DATA IN THIS EXERCISE>
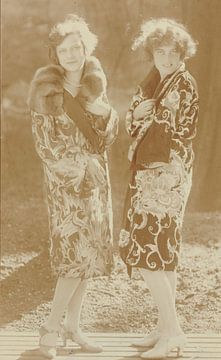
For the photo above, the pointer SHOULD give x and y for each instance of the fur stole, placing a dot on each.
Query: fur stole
(46, 89)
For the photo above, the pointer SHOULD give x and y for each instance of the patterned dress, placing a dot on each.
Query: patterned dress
(158, 193)
(78, 194)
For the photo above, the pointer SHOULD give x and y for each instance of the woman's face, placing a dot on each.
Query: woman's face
(166, 59)
(70, 53)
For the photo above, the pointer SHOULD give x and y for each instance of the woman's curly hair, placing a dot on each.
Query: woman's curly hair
(160, 31)
(72, 24)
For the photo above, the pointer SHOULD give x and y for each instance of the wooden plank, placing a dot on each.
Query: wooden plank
(117, 346)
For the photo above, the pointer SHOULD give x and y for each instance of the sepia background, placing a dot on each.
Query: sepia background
(25, 269)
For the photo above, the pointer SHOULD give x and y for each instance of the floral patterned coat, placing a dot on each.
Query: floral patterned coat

WHAT IS REQUIRED>
Report the number of lines in the records that include the string "coat", and write no other words.

TASK SOLUTION>
2